#### [Exercise aim]
Go through the records and extract every line with the word "exact".

Stored data entries
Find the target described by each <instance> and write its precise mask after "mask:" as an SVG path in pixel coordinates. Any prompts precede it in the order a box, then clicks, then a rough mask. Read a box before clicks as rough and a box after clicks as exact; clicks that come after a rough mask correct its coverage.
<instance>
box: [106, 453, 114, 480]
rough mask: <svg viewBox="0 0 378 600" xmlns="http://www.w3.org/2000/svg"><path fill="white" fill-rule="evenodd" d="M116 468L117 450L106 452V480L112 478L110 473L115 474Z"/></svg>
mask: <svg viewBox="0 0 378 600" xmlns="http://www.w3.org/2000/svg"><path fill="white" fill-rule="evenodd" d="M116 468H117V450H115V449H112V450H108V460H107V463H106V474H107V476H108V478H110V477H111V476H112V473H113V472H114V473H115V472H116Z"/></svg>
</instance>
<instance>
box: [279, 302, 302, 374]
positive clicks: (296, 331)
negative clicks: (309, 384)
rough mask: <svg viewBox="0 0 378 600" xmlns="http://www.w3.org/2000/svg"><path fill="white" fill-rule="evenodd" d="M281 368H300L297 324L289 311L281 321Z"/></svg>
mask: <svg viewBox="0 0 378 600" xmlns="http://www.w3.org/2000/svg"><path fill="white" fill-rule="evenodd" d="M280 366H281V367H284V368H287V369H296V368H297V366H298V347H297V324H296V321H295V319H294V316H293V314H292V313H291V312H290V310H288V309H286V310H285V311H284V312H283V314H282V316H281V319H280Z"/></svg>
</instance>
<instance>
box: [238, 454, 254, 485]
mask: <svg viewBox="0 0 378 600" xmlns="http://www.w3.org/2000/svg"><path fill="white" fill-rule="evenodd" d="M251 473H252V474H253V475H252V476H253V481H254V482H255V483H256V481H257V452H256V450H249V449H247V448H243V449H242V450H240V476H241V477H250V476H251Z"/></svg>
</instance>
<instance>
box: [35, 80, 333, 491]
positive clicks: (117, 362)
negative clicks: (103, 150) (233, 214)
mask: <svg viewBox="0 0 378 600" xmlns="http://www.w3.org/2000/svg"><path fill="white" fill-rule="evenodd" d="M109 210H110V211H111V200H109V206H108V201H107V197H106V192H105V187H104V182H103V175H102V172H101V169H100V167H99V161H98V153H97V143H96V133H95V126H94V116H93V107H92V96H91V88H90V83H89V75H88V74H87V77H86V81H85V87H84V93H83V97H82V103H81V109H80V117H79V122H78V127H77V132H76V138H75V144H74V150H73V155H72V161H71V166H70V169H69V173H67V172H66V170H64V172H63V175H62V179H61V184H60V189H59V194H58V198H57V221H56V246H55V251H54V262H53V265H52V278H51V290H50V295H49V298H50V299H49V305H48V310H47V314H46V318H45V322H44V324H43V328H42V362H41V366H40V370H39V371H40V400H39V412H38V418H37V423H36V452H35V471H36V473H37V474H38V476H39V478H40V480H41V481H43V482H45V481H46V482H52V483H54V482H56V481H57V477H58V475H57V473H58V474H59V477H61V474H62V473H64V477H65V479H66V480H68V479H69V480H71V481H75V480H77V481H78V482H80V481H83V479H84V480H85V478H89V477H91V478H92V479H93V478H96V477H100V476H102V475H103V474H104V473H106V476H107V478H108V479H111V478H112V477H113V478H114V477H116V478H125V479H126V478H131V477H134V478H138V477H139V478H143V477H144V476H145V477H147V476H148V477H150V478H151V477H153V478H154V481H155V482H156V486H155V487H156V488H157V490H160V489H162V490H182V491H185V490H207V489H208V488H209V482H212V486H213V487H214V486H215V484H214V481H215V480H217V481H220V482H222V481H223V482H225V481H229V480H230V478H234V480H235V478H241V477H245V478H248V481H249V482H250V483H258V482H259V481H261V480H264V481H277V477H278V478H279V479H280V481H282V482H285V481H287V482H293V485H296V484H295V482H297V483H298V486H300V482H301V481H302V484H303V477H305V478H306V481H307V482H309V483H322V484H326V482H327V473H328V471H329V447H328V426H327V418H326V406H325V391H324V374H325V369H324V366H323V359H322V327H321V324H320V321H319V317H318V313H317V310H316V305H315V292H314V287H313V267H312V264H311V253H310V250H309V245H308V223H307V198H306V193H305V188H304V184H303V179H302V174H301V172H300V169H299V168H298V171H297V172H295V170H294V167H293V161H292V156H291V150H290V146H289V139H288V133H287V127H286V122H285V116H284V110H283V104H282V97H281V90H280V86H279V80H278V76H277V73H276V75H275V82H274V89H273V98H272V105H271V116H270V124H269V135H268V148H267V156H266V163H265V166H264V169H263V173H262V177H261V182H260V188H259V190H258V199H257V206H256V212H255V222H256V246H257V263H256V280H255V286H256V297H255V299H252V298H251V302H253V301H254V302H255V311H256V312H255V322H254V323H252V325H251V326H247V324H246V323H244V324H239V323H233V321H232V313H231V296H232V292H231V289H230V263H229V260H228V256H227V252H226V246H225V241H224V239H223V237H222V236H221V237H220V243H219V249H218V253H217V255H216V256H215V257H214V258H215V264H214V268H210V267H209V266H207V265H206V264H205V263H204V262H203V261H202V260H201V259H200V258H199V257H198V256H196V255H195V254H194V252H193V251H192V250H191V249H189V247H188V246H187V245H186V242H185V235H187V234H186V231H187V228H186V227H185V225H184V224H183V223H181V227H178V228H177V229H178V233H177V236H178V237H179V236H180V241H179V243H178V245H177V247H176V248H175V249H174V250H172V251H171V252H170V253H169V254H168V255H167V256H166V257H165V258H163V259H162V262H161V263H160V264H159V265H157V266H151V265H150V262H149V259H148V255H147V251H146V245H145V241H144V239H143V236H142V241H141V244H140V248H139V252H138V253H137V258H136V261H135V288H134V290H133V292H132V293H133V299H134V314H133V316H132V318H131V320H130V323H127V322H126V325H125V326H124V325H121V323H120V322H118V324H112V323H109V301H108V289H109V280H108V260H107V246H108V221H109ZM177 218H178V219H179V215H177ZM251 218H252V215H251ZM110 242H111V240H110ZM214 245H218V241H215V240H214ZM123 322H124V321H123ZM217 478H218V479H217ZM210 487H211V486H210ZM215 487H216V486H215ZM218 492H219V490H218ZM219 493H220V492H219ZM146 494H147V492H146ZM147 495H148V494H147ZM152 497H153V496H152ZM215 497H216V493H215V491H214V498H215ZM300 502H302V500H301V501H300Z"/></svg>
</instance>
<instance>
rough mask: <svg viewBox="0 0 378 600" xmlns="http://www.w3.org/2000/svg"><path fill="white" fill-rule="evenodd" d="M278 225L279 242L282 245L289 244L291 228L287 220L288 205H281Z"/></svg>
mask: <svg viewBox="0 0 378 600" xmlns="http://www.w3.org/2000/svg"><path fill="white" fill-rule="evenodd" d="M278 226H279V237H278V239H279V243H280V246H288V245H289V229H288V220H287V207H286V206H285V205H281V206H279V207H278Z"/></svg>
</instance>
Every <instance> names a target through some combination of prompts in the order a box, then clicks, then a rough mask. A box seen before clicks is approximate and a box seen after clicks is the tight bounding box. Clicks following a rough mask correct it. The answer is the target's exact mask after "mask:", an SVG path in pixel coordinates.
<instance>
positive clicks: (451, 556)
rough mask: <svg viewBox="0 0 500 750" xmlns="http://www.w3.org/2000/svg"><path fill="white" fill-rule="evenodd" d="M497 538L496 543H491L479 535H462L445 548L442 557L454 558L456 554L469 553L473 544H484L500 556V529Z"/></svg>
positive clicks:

#### [Exercise answer]
Find the target described by each <instance> and write its precise mask after "mask:" as an SVG path in pixel coordinates. Any prompts precede it in the order a box, then clicks, then a rough mask. Read a box before clicks as rough and a box after clicks as exact; clicks that come after a rough mask correct its coverage.
Every <instance> names a target through some combination of prompts in the order a box, then clicks, then a rough mask. A box seen before clicks is approximate and a box seen after clicks is the tight bounding box. Clicks following a rough mask correct it. The answer is the target's exact mask after "mask:", an SVG path in pixel coordinates.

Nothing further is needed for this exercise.